→ REQUIRED ACTION:
Report the tally of lines featuring the word "name" in the entries below, without anything else.

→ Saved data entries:
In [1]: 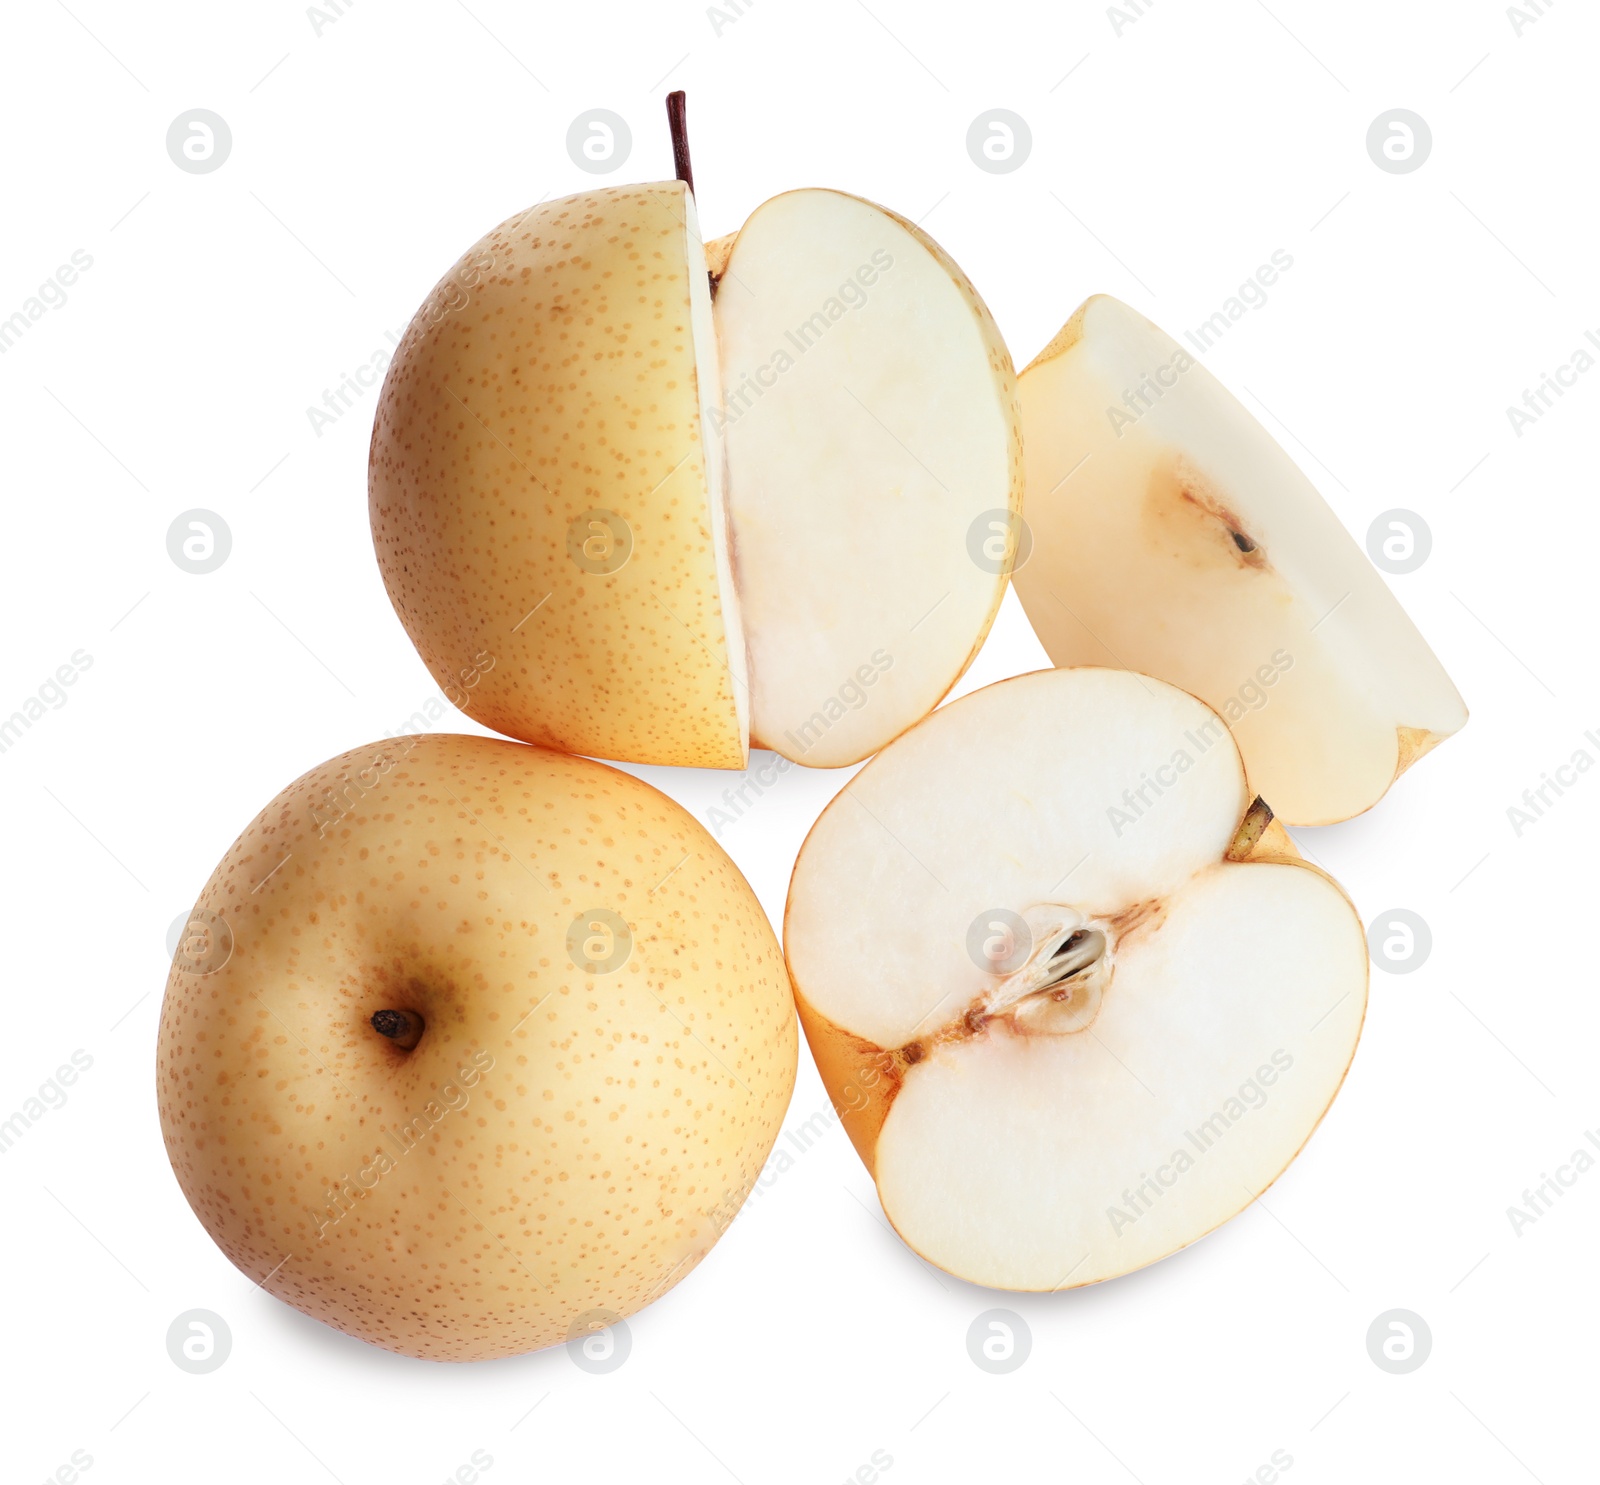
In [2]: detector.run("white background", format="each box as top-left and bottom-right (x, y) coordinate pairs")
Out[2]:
(1, 1), (1594, 1481)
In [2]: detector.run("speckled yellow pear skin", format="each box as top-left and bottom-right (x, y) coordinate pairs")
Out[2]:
(370, 184), (746, 768)
(156, 734), (796, 1361)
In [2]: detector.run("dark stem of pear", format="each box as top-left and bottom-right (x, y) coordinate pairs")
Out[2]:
(666, 90), (694, 196)
(370, 1008), (424, 1051)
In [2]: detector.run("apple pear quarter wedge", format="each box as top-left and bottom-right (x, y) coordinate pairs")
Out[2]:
(1012, 294), (1466, 826)
(370, 116), (1019, 771)
(784, 668), (1368, 1291)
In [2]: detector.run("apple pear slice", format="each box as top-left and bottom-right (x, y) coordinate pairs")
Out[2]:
(785, 667), (1368, 1290)
(371, 117), (1019, 771)
(712, 189), (1020, 766)
(1012, 295), (1466, 825)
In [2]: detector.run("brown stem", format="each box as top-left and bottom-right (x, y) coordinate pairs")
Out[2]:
(1225, 797), (1276, 862)
(666, 90), (694, 197)
(370, 1008), (424, 1051)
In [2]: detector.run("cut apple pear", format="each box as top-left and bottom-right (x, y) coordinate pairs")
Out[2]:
(1012, 295), (1466, 825)
(370, 98), (1020, 771)
(785, 667), (1368, 1290)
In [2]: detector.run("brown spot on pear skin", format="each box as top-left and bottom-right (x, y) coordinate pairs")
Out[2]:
(704, 231), (737, 292)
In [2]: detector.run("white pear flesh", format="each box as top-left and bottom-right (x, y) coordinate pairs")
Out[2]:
(784, 668), (1368, 1291)
(1012, 295), (1466, 825)
(714, 190), (1020, 767)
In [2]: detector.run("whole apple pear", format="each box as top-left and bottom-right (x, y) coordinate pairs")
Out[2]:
(157, 733), (796, 1361)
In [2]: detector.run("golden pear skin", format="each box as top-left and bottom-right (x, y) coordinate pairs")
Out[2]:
(370, 184), (747, 768)
(157, 734), (796, 1361)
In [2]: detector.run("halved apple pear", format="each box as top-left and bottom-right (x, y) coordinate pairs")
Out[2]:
(1013, 295), (1466, 825)
(370, 107), (1019, 771)
(785, 667), (1368, 1291)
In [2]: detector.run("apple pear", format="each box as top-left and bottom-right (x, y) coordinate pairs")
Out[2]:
(1012, 294), (1466, 825)
(156, 733), (796, 1361)
(784, 667), (1368, 1290)
(369, 96), (1021, 771)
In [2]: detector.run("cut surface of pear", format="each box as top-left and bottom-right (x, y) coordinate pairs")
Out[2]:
(715, 189), (1019, 766)
(784, 667), (1368, 1291)
(371, 182), (1019, 772)
(1012, 294), (1466, 825)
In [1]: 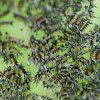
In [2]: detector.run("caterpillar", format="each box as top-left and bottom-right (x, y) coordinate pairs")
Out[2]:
(9, 71), (15, 83)
(18, 0), (24, 11)
(69, 14), (78, 26)
(60, 53), (69, 64)
(76, 15), (84, 25)
(3, 66), (11, 80)
(0, 21), (13, 25)
(14, 13), (26, 22)
(9, 54), (17, 66)
(60, 5), (69, 16)
(0, 10), (9, 18)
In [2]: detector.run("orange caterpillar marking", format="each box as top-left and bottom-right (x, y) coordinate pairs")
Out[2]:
(97, 51), (100, 62)
(80, 58), (87, 64)
(10, 74), (15, 83)
(38, 18), (47, 25)
(93, 65), (97, 72)
(92, 35), (97, 46)
(39, 43), (45, 48)
(39, 52), (45, 59)
(0, 44), (3, 51)
(61, 5), (69, 16)
(20, 69), (25, 77)
(76, 15), (84, 25)
(10, 58), (16, 66)
(3, 71), (9, 80)
(69, 15), (78, 26)
(3, 67), (11, 80)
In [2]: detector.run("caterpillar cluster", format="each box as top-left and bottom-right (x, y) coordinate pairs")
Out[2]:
(0, 0), (100, 100)
(0, 61), (31, 99)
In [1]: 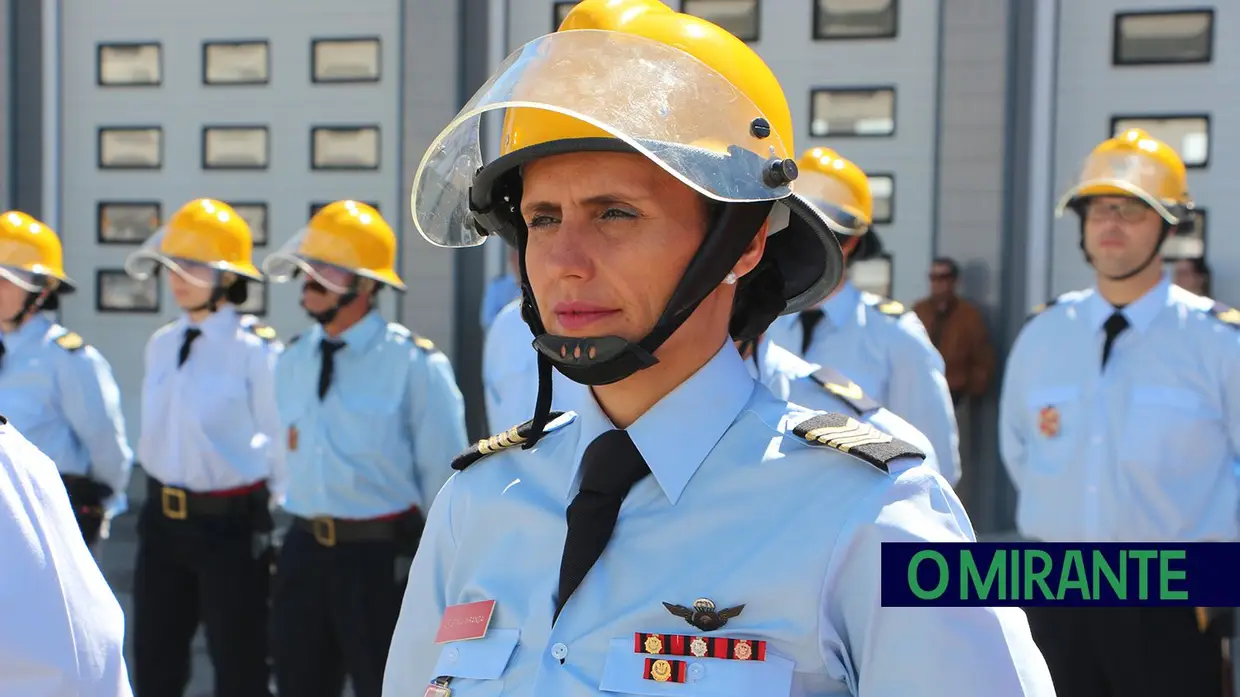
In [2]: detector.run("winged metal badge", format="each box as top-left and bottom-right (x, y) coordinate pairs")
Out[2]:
(662, 597), (745, 632)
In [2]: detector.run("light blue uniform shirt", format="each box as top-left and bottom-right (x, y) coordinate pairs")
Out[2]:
(383, 341), (1053, 697)
(1000, 276), (1240, 542)
(138, 307), (285, 499)
(275, 311), (468, 519)
(0, 314), (132, 516)
(767, 281), (960, 484)
(0, 416), (133, 696)
(480, 274), (521, 331)
(748, 335), (940, 475)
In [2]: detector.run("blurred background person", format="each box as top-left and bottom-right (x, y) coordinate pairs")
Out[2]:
(479, 243), (521, 332)
(914, 256), (996, 407)
(1173, 257), (1212, 297)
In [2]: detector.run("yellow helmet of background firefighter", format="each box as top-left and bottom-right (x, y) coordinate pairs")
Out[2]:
(0, 210), (75, 291)
(795, 147), (873, 235)
(296, 201), (406, 291)
(157, 199), (263, 280)
(501, 0), (794, 167)
(1056, 127), (1191, 226)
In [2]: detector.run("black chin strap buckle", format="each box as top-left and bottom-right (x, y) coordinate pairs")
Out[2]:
(533, 334), (658, 386)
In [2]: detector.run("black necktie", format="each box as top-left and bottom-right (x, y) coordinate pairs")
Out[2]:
(177, 328), (202, 368)
(0, 338), (6, 371)
(1101, 311), (1129, 369)
(798, 309), (825, 355)
(555, 429), (651, 623)
(318, 339), (345, 400)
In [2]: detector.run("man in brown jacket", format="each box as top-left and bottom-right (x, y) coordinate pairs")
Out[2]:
(913, 257), (995, 406)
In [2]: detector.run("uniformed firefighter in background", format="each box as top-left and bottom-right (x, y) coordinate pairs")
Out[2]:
(1000, 127), (1240, 697)
(0, 210), (133, 554)
(765, 148), (961, 485)
(260, 201), (467, 697)
(124, 198), (283, 697)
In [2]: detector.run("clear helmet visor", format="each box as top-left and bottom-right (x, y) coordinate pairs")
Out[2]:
(795, 168), (871, 236)
(0, 265), (44, 293)
(1055, 151), (1187, 225)
(411, 29), (794, 249)
(124, 228), (230, 288)
(261, 229), (356, 294)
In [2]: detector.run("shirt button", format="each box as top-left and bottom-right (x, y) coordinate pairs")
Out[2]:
(551, 643), (569, 660)
(445, 647), (459, 663)
(689, 663), (705, 682)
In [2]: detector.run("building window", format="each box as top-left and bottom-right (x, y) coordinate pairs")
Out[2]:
(1162, 208), (1206, 260)
(1112, 9), (1213, 66)
(809, 87), (895, 137)
(681, 0), (760, 42)
(553, 2), (578, 29)
(97, 42), (162, 86)
(814, 0), (897, 40)
(867, 173), (894, 224)
(1110, 114), (1210, 169)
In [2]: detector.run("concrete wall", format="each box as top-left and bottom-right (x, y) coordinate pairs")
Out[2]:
(933, 0), (1012, 533)
(0, 0), (8, 209)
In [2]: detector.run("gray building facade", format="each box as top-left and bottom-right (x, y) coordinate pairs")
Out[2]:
(2, 0), (1228, 534)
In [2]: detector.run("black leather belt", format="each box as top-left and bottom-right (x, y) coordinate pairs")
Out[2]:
(146, 476), (264, 519)
(294, 512), (413, 547)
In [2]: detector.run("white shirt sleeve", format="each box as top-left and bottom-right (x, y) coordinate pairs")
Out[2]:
(0, 418), (134, 697)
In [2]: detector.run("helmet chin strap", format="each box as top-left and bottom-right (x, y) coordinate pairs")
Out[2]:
(515, 201), (773, 448)
(1078, 222), (1169, 282)
(6, 288), (49, 325)
(302, 276), (361, 325)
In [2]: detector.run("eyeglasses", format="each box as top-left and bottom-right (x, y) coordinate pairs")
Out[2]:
(1084, 199), (1151, 223)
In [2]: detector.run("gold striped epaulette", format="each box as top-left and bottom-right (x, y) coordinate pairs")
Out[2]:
(875, 298), (906, 316)
(792, 412), (924, 473)
(806, 367), (881, 416)
(1209, 302), (1240, 329)
(53, 331), (85, 352)
(244, 322), (278, 342)
(452, 412), (567, 471)
(412, 335), (437, 353)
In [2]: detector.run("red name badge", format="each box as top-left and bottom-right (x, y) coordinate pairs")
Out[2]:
(435, 600), (497, 643)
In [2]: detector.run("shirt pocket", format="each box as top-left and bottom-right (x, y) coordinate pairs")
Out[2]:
(1121, 386), (1222, 474)
(194, 376), (251, 431)
(337, 388), (403, 457)
(598, 637), (795, 697)
(431, 629), (520, 693)
(1023, 385), (1082, 476)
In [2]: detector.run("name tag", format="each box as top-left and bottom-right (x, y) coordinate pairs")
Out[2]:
(435, 600), (497, 643)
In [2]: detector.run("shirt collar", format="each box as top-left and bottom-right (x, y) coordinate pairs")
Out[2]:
(1, 313), (51, 351)
(821, 280), (860, 327)
(1087, 274), (1171, 333)
(194, 306), (239, 336)
(310, 310), (385, 351)
(563, 340), (757, 505)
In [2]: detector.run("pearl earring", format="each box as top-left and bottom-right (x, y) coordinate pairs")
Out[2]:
(723, 272), (738, 285)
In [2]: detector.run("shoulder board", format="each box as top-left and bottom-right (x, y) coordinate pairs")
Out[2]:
(54, 331), (85, 352)
(806, 367), (882, 416)
(792, 411), (924, 473)
(452, 412), (568, 471)
(875, 298), (906, 316)
(1025, 296), (1061, 324)
(412, 335), (438, 353)
(1209, 301), (1240, 329)
(243, 321), (278, 342)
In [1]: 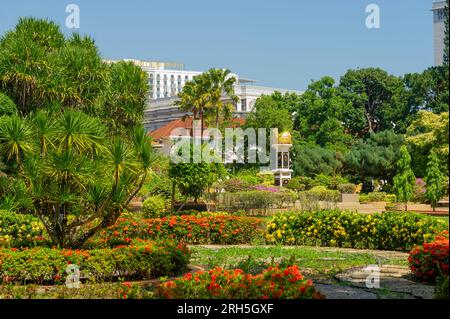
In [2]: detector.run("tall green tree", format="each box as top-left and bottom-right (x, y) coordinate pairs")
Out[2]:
(406, 111), (449, 176)
(339, 68), (408, 134)
(393, 146), (416, 211)
(293, 76), (362, 149)
(245, 94), (293, 133)
(424, 151), (445, 211)
(404, 67), (449, 114)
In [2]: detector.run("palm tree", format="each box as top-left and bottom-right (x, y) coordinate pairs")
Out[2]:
(175, 75), (212, 152)
(204, 68), (239, 129)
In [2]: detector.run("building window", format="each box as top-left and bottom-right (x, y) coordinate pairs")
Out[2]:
(241, 99), (247, 111)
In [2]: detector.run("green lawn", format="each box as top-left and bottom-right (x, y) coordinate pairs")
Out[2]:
(190, 245), (408, 280)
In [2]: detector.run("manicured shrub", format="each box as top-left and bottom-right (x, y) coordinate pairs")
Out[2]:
(359, 192), (396, 203)
(157, 266), (322, 299)
(298, 186), (340, 202)
(95, 214), (264, 246)
(266, 210), (448, 251)
(408, 232), (449, 282)
(218, 191), (297, 212)
(313, 174), (349, 190)
(218, 178), (252, 193)
(0, 210), (48, 247)
(337, 183), (357, 194)
(0, 240), (190, 285)
(142, 196), (166, 218)
(286, 178), (306, 191)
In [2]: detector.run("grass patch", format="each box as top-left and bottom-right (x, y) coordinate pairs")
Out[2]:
(190, 246), (408, 280)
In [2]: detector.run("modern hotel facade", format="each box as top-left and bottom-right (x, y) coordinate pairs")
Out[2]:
(432, 0), (446, 66)
(106, 59), (302, 132)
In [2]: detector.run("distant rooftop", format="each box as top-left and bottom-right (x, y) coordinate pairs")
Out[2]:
(104, 59), (184, 70)
(432, 0), (446, 10)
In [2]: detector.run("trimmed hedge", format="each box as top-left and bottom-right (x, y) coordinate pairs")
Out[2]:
(0, 240), (190, 285)
(94, 214), (264, 246)
(298, 186), (340, 202)
(218, 191), (298, 211)
(266, 210), (448, 251)
(408, 232), (449, 282)
(0, 210), (48, 247)
(157, 265), (322, 299)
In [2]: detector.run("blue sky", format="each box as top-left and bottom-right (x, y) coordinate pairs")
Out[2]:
(0, 0), (436, 90)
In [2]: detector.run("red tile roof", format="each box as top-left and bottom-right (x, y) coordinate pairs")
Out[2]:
(149, 117), (246, 141)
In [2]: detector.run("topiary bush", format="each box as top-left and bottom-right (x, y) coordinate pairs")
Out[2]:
(218, 190), (298, 212)
(142, 195), (167, 218)
(337, 183), (357, 194)
(266, 210), (448, 251)
(298, 186), (340, 202)
(0, 240), (190, 285)
(286, 177), (306, 191)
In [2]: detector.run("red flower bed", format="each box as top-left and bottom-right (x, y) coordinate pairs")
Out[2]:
(408, 231), (449, 282)
(94, 214), (263, 246)
(157, 266), (323, 299)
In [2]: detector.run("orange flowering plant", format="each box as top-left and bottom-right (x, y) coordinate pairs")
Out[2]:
(94, 213), (264, 246)
(157, 266), (323, 299)
(408, 231), (449, 282)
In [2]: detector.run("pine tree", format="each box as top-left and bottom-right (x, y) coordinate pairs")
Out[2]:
(424, 151), (445, 211)
(393, 146), (416, 211)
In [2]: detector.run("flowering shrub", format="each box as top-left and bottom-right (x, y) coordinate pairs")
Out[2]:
(266, 210), (448, 251)
(408, 231), (449, 282)
(157, 266), (323, 299)
(0, 240), (190, 284)
(94, 214), (263, 246)
(0, 210), (48, 247)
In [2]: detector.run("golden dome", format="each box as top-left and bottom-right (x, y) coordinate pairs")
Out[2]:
(278, 132), (292, 144)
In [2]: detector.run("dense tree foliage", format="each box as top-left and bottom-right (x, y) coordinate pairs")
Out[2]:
(406, 111), (449, 177)
(0, 17), (148, 133)
(0, 18), (152, 247)
(344, 130), (404, 186)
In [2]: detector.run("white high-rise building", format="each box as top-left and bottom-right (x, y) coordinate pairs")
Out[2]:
(432, 1), (446, 66)
(106, 59), (302, 132)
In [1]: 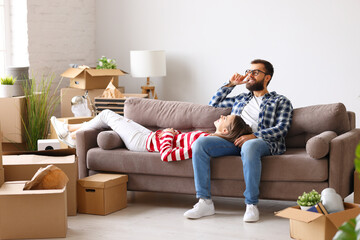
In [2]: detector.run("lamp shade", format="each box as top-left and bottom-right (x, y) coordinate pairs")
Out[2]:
(130, 50), (166, 78)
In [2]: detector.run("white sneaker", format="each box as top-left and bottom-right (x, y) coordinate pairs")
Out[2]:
(243, 204), (259, 222)
(51, 116), (69, 139)
(60, 134), (76, 148)
(184, 199), (215, 219)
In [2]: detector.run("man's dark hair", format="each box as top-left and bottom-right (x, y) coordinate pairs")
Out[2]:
(251, 59), (274, 79)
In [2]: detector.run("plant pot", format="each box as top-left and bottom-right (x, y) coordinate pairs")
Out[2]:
(0, 85), (14, 98)
(6, 66), (29, 80)
(300, 205), (314, 211)
(13, 79), (30, 96)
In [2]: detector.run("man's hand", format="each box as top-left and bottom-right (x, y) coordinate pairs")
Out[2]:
(234, 134), (256, 147)
(227, 72), (249, 87)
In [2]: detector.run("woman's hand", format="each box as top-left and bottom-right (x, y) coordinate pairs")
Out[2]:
(159, 128), (177, 138)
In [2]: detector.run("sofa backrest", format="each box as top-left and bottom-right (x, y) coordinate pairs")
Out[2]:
(125, 98), (352, 148)
(124, 98), (231, 132)
(285, 103), (351, 148)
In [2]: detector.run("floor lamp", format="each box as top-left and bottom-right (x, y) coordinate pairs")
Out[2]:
(130, 50), (166, 99)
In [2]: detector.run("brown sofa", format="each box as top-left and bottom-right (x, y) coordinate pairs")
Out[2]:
(76, 98), (360, 200)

→ ANSWER AREA:
2